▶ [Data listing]
▬▬▬▬▬▬
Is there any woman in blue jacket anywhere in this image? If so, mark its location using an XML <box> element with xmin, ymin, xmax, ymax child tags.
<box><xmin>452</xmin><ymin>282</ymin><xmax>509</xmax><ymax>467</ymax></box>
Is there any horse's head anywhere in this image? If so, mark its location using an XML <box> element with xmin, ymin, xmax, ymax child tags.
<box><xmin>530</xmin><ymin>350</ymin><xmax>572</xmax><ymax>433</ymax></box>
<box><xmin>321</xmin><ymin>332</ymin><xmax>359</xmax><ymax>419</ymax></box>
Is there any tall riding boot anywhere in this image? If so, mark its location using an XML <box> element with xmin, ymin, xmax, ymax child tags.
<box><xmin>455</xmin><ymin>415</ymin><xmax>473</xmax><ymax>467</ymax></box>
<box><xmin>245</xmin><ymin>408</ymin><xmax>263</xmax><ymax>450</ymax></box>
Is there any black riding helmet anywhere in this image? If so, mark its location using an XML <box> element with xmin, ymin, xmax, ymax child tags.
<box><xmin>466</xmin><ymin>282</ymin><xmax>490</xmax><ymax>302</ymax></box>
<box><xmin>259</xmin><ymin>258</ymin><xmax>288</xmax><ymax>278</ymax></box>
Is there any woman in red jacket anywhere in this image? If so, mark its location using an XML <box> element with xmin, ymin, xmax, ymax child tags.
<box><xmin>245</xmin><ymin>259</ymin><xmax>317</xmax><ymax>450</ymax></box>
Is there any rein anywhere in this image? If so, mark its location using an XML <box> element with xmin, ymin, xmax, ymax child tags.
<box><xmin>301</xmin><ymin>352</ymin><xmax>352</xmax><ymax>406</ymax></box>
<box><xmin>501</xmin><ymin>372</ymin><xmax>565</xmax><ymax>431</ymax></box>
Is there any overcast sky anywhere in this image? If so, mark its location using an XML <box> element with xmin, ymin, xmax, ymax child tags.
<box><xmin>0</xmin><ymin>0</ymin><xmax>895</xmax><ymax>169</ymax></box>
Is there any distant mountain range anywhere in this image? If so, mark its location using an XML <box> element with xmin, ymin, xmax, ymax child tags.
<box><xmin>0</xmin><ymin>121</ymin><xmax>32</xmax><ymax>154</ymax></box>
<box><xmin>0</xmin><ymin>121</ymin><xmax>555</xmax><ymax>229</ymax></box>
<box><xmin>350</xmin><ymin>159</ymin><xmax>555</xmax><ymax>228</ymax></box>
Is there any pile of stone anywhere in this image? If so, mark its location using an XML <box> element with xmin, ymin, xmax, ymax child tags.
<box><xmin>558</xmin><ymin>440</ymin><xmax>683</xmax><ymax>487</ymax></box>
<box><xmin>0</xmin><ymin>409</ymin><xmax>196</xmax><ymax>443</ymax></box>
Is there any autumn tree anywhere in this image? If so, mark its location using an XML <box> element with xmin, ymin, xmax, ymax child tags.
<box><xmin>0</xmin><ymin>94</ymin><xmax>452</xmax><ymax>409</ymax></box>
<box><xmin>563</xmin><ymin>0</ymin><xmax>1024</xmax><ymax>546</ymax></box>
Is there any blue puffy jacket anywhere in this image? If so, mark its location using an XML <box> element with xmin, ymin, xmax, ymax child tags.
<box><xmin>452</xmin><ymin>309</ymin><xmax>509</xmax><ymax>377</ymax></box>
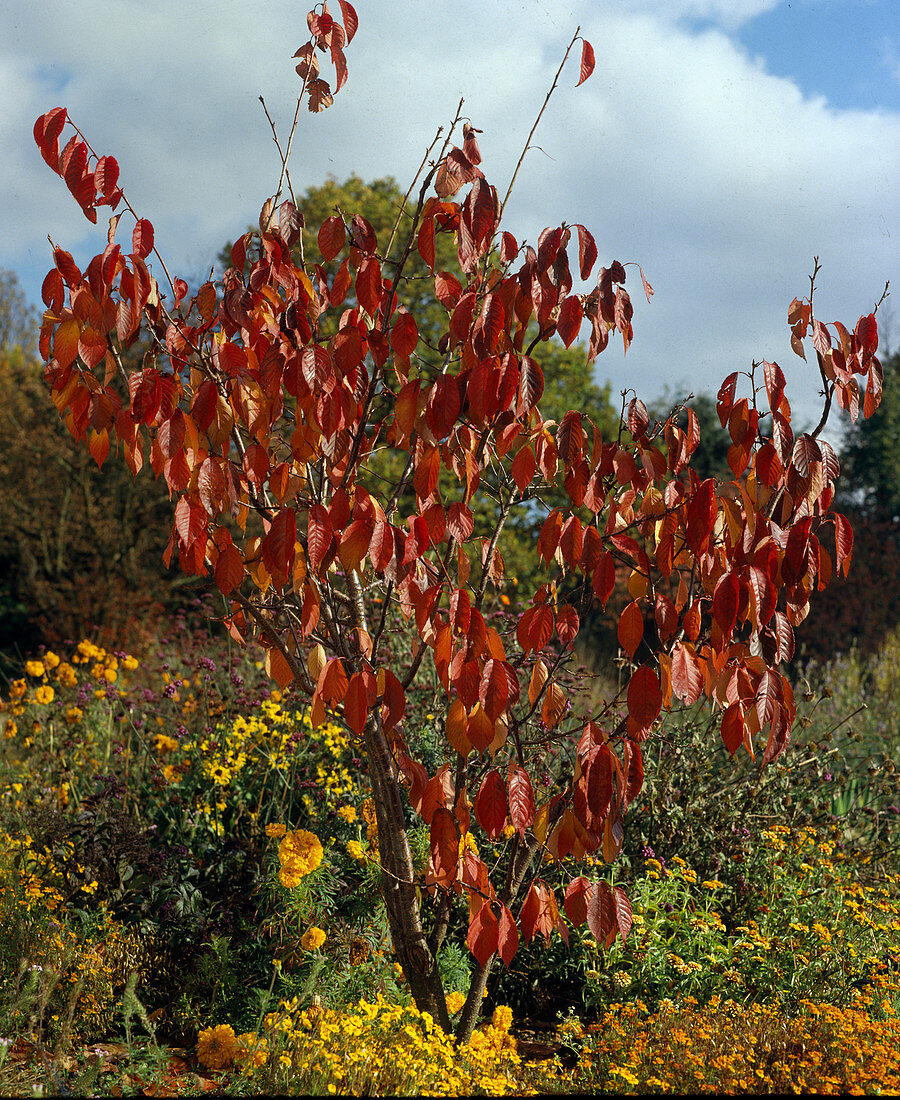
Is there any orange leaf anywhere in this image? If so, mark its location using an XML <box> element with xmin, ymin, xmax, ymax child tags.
<box><xmin>616</xmin><ymin>600</ymin><xmax>644</xmax><ymax>658</ymax></box>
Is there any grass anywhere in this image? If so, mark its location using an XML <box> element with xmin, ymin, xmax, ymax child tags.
<box><xmin>0</xmin><ymin>607</ymin><xmax>900</xmax><ymax>1096</ymax></box>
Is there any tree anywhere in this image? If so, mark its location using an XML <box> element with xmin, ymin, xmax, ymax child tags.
<box><xmin>798</xmin><ymin>352</ymin><xmax>900</xmax><ymax>661</ymax></box>
<box><xmin>0</xmin><ymin>273</ymin><xmax>188</xmax><ymax>657</ymax></box>
<box><xmin>35</xmin><ymin>0</ymin><xmax>880</xmax><ymax>1037</ymax></box>
<box><xmin>841</xmin><ymin>352</ymin><xmax>900</xmax><ymax>524</ymax></box>
<box><xmin>0</xmin><ymin>270</ymin><xmax>37</xmax><ymax>355</ymax></box>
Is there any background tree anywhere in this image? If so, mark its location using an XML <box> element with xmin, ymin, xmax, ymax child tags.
<box><xmin>35</xmin><ymin>0</ymin><xmax>880</xmax><ymax>1038</ymax></box>
<box><xmin>0</xmin><ymin>272</ymin><xmax>185</xmax><ymax>663</ymax></box>
<box><xmin>798</xmin><ymin>352</ymin><xmax>900</xmax><ymax>662</ymax></box>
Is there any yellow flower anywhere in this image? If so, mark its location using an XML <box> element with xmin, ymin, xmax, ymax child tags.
<box><xmin>278</xmin><ymin>828</ymin><xmax>323</xmax><ymax>890</ymax></box>
<box><xmin>300</xmin><ymin>924</ymin><xmax>325</xmax><ymax>952</ymax></box>
<box><xmin>234</xmin><ymin>1032</ymin><xmax>268</xmax><ymax>1076</ymax></box>
<box><xmin>197</xmin><ymin>1024</ymin><xmax>238</xmax><ymax>1069</ymax></box>
<box><xmin>460</xmin><ymin>833</ymin><xmax>479</xmax><ymax>858</ymax></box>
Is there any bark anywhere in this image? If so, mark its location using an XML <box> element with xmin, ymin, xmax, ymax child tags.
<box><xmin>365</xmin><ymin>714</ymin><xmax>451</xmax><ymax>1033</ymax></box>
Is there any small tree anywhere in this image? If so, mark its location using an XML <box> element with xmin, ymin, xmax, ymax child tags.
<box><xmin>35</xmin><ymin>0</ymin><xmax>881</xmax><ymax>1037</ymax></box>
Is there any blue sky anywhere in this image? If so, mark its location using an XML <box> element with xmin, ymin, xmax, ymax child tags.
<box><xmin>0</xmin><ymin>0</ymin><xmax>900</xmax><ymax>437</ymax></box>
<box><xmin>737</xmin><ymin>0</ymin><xmax>900</xmax><ymax>111</ymax></box>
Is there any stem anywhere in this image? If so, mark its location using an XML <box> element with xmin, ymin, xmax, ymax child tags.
<box><xmin>497</xmin><ymin>26</ymin><xmax>581</xmax><ymax>224</ymax></box>
<box><xmin>348</xmin><ymin>572</ymin><xmax>450</xmax><ymax>1032</ymax></box>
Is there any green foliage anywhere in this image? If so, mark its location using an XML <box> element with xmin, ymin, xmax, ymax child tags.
<box><xmin>841</xmin><ymin>352</ymin><xmax>900</xmax><ymax>524</ymax></box>
<box><xmin>0</xmin><ymin>279</ymin><xmax>184</xmax><ymax>671</ymax></box>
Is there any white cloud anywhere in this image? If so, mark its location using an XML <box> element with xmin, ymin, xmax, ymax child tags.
<box><xmin>0</xmin><ymin>0</ymin><xmax>900</xmax><ymax>437</ymax></box>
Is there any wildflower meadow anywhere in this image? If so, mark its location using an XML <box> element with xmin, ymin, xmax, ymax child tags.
<box><xmin>0</xmin><ymin>605</ymin><xmax>900</xmax><ymax>1096</ymax></box>
<box><xmin>0</xmin><ymin>0</ymin><xmax>900</xmax><ymax>1096</ymax></box>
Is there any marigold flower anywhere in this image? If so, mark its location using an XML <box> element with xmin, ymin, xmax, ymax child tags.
<box><xmin>300</xmin><ymin>924</ymin><xmax>325</xmax><ymax>952</ymax></box>
<box><xmin>197</xmin><ymin>1024</ymin><xmax>238</xmax><ymax>1069</ymax></box>
<box><xmin>278</xmin><ymin>828</ymin><xmax>323</xmax><ymax>890</ymax></box>
<box><xmin>234</xmin><ymin>1032</ymin><xmax>268</xmax><ymax>1076</ymax></box>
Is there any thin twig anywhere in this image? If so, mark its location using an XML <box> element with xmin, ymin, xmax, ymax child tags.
<box><xmin>497</xmin><ymin>26</ymin><xmax>581</xmax><ymax>223</ymax></box>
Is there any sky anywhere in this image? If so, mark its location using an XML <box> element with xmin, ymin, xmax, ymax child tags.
<box><xmin>0</xmin><ymin>0</ymin><xmax>900</xmax><ymax>435</ymax></box>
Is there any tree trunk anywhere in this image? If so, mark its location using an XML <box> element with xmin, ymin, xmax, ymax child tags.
<box><xmin>365</xmin><ymin>714</ymin><xmax>451</xmax><ymax>1033</ymax></box>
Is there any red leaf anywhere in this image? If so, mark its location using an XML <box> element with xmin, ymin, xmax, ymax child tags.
<box><xmin>575</xmin><ymin>39</ymin><xmax>594</xmax><ymax>88</ymax></box>
<box><xmin>557</xmin><ymin>294</ymin><xmax>584</xmax><ymax>348</ymax></box>
<box><xmin>575</xmin><ymin>226</ymin><xmax>597</xmax><ymax>281</ymax></box>
<box><xmin>473</xmin><ymin>768</ymin><xmax>506</xmax><ymax>840</ymax></box>
<box><xmin>613</xmin><ymin>887</ymin><xmax>635</xmax><ymax>944</ymax></box>
<box><xmin>391</xmin><ymin>309</ymin><xmax>419</xmax><ymax>359</ymax></box>
<box><xmin>318</xmin><ymin>215</ymin><xmax>347</xmax><ymax>262</ymax></box>
<box><xmin>834</xmin><ymin>513</ymin><xmax>853</xmax><ymax>576</ymax></box>
<box><xmin>671</xmin><ymin>641</ymin><xmax>703</xmax><ymax>706</ymax></box>
<box><xmin>713</xmin><ymin>572</ymin><xmax>740</xmax><ymax>641</ymax></box>
<box><xmin>435</xmin><ymin>272</ymin><xmax>462</xmax><ymax>310</ymax></box>
<box><xmin>447</xmin><ymin>501</ymin><xmax>475</xmax><ymax>542</ymax></box>
<box><xmin>300</xmin><ymin>344</ymin><xmax>334</xmax><ymax>394</ymax></box>
<box><xmin>715</xmin><ymin>371</ymin><xmax>737</xmax><ymax>428</ymax></box>
<box><xmin>511</xmin><ymin>443</ymin><xmax>537</xmax><ymax>493</ymax></box>
<box><xmin>356</xmin><ymin>256</ymin><xmax>382</xmax><ymax>317</ymax></box>
<box><xmin>416</xmin><ymin>218</ymin><xmax>435</xmax><ymax>272</ymax></box>
<box><xmin>316</xmin><ymin>657</ymin><xmax>348</xmax><ymax>706</ymax></box>
<box><xmin>263</xmin><ymin>508</ymin><xmax>297</xmax><ymax>583</ymax></box>
<box><xmin>684</xmin><ymin>477</ymin><xmax>718</xmax><ymax>553</ymax></box>
<box><xmin>616</xmin><ymin>600</ymin><xmax>644</xmax><ymax>658</ymax></box>
<box><xmin>509</xmin><ymin>767</ymin><xmax>535</xmax><ymax>839</ymax></box>
<box><xmin>588</xmin><ymin>882</ymin><xmax>618</xmax><ymax>947</ymax></box>
<box><xmin>343</xmin><ymin>672</ymin><xmax>375</xmax><ymax>737</ymax></box>
<box><xmin>425</xmin><ymin>374</ymin><xmax>460</xmax><ymax>439</ymax></box>
<box><xmin>215</xmin><ymin>532</ymin><xmax>244</xmax><ymax>596</ymax></box>
<box><xmin>479</xmin><ymin>657</ymin><xmax>519</xmax><ymax>722</ymax></box>
<box><xmin>557</xmin><ymin>604</ymin><xmax>580</xmax><ymax>649</ymax></box>
<box><xmin>465</xmin><ymin>902</ymin><xmax>500</xmax><ymax>967</ymax></box>
<box><xmin>591</xmin><ymin>550</ymin><xmax>616</xmax><ymax>608</ymax></box>
<box><xmin>338</xmin><ymin>0</ymin><xmax>360</xmax><ymax>46</ymax></box>
<box><xmin>563</xmin><ymin>876</ymin><xmax>595</xmax><ymax>928</ymax></box>
<box><xmin>34</xmin><ymin>107</ymin><xmax>66</xmax><ymax>173</ymax></box>
<box><xmin>722</xmin><ymin>703</ymin><xmax>744</xmax><ymax>756</ymax></box>
<box><xmin>429</xmin><ymin>806</ymin><xmax>455</xmax><ymax>884</ymax></box>
<box><xmin>131</xmin><ymin>218</ymin><xmax>153</xmax><ymax>260</ymax></box>
<box><xmin>516</xmin><ymin>355</ymin><xmax>544</xmax><ymax>416</ymax></box>
<box><xmin>306</xmin><ymin>504</ymin><xmax>334</xmax><ymax>573</ymax></box>
<box><xmin>628</xmin><ymin>666</ymin><xmax>662</xmax><ymax>729</ymax></box>
<box><xmin>854</xmin><ymin>314</ymin><xmax>878</xmax><ymax>356</ymax></box>
<box><xmin>497</xmin><ymin>905</ymin><xmax>518</xmax><ymax>969</ymax></box>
▬▬▬▬▬▬
▶ [Aim of the exercise]
Count the lines in the rows above that contain the word "leaf", treating uppercase and lowercase as different, and give only the number.

▶ [Correct output]
2